(TASK STATEMENT): Each line of the listing below, from the very first to the one that contains "Expected output: a single point for each instance of the conifer", is to be retyped exactly as it stands.

(EXERCISE INPUTS):
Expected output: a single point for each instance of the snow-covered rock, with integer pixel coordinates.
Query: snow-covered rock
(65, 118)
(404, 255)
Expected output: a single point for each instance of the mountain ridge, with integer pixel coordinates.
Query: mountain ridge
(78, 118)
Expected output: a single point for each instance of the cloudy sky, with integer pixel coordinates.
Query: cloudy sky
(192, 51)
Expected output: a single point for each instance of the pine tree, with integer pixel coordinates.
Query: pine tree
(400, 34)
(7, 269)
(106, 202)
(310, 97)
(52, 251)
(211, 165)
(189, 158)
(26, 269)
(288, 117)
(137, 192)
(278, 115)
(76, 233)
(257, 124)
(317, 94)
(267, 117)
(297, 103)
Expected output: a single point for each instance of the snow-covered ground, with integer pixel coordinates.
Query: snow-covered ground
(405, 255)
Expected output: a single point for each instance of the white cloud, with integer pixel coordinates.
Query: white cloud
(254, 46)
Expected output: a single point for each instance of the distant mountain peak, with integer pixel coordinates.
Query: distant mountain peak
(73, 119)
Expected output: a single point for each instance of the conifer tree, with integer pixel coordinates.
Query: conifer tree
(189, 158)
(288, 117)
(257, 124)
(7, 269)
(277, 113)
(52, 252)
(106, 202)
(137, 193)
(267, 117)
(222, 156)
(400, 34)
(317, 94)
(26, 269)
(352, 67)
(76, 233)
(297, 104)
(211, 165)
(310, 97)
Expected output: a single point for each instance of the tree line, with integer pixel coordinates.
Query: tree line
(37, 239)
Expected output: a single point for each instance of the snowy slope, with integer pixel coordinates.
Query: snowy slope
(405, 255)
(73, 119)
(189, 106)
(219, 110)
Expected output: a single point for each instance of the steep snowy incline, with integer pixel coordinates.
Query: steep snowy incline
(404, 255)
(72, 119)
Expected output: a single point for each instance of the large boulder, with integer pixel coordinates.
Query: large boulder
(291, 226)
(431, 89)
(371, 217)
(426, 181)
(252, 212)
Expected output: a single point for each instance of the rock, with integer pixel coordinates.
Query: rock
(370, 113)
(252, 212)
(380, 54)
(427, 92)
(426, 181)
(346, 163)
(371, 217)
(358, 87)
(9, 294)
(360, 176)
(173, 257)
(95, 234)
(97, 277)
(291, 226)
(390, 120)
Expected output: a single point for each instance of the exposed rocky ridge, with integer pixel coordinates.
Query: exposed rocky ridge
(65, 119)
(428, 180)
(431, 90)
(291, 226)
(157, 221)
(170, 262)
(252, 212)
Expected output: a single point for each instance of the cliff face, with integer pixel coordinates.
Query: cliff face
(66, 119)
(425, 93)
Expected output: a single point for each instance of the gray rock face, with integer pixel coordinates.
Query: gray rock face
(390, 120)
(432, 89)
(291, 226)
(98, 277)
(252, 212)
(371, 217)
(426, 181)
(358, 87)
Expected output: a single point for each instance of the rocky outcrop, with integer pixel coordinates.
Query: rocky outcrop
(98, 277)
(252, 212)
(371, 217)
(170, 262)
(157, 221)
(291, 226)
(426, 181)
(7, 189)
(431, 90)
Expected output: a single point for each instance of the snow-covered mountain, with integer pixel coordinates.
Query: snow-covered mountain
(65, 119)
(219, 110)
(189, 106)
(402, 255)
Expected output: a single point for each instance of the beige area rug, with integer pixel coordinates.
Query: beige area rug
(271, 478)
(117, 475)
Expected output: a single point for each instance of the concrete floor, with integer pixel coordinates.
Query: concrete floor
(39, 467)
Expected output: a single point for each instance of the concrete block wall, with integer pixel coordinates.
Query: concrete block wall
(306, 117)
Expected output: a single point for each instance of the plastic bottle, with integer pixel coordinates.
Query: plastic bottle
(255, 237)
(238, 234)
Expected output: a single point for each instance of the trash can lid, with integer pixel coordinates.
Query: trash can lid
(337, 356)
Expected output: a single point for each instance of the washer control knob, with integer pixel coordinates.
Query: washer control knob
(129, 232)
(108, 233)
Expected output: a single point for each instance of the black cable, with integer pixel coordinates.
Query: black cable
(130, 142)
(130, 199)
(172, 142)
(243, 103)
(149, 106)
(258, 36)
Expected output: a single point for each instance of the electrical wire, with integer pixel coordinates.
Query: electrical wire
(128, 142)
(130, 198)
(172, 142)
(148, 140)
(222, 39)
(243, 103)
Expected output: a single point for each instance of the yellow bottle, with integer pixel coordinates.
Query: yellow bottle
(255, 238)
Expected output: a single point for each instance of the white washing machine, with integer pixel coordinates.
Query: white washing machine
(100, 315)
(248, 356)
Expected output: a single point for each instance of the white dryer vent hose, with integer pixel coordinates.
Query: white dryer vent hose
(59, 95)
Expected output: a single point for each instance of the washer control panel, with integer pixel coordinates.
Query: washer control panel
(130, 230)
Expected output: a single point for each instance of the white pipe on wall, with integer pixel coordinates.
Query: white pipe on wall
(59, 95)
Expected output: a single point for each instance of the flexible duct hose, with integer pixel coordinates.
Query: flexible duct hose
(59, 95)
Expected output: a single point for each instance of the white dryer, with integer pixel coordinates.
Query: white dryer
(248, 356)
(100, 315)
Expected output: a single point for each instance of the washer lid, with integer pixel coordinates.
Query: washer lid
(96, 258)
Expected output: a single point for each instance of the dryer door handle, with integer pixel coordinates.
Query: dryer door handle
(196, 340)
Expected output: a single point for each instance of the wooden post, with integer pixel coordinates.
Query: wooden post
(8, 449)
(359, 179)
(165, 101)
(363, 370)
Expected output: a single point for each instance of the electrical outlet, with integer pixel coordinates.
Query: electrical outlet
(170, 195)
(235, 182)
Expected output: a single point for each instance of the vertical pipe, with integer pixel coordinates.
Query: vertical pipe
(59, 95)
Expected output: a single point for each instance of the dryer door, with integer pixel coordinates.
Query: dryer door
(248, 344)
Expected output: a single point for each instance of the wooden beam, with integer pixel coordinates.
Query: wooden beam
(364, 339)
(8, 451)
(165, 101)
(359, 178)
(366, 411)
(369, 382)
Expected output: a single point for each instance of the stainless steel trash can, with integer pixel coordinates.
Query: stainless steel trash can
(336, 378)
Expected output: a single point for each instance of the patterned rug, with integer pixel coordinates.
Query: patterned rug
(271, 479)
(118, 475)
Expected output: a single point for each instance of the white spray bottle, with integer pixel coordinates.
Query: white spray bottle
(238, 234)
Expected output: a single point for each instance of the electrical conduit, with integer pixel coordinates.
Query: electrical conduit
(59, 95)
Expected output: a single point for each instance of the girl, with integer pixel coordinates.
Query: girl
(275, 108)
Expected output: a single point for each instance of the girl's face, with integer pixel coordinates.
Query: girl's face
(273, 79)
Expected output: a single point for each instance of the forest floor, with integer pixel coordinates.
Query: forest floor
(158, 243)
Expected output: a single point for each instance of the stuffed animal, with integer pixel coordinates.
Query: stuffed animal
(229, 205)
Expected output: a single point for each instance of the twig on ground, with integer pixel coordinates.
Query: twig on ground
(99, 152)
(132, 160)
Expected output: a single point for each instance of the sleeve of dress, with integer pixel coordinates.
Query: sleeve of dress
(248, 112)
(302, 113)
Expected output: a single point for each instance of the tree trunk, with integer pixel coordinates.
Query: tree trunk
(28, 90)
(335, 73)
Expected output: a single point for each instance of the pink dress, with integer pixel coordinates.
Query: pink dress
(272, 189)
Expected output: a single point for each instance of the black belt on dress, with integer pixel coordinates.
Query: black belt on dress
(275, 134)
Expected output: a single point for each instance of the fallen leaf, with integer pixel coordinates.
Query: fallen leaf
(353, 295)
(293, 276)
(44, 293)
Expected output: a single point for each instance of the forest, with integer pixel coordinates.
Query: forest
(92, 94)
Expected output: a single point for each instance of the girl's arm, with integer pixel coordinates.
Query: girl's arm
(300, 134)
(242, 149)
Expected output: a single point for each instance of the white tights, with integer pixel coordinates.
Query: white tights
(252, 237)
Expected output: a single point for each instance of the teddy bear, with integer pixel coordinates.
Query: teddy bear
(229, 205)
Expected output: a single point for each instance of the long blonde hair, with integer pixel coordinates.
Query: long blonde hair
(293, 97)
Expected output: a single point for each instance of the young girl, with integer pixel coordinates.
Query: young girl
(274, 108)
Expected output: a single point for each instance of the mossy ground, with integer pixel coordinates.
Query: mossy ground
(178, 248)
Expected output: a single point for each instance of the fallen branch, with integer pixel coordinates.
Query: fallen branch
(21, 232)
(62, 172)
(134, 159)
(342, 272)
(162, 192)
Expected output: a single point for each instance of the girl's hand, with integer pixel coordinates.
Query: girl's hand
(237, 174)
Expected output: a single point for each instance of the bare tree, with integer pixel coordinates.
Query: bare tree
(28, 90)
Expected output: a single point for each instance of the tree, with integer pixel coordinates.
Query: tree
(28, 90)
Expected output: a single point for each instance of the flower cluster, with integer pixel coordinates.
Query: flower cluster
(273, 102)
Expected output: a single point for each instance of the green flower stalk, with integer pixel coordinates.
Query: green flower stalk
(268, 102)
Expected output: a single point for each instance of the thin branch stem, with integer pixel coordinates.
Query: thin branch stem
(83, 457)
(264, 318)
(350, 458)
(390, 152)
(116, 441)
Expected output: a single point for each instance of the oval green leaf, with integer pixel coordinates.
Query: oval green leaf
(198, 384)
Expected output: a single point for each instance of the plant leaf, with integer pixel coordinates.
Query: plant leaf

(TASK SOLUTION):
Expected output: a single point for each instance of the snow-covered rock, with integer pixel coordinates.
Query: snow-covered rock
(65, 118)
(404, 255)
Expected output: a single point for each instance of the mountain ridge, with integer pixel coordinates.
Query: mountain ridge
(78, 118)
Expected output: a single point for each instance of the cloudy sky, with integer pixel coordinates.
Query: cloudy sky
(192, 51)
Expected output: a single point for each instance of the pine tree, with integer pixel coordinates.
Query: pine tree
(400, 34)
(7, 269)
(106, 202)
(310, 97)
(52, 251)
(211, 165)
(189, 158)
(26, 269)
(288, 117)
(137, 192)
(278, 115)
(76, 233)
(257, 124)
(317, 94)
(267, 117)
(297, 103)
Expected output: a single point for each instance of the snow-covered ground, with integer pixel coordinates.
Query: snow-covered ground
(405, 255)
Expected output: a single point for each instance of the white cloud, with integer pixel coordinates.
Query: white cloud
(254, 46)
Expected output: a single point for each instance of the distant mountain peak, with integer pixel coordinates.
Query: distant mountain peak
(73, 119)
Expected output: a single point for each instance of the conifer tree, with integer pixel coordinates.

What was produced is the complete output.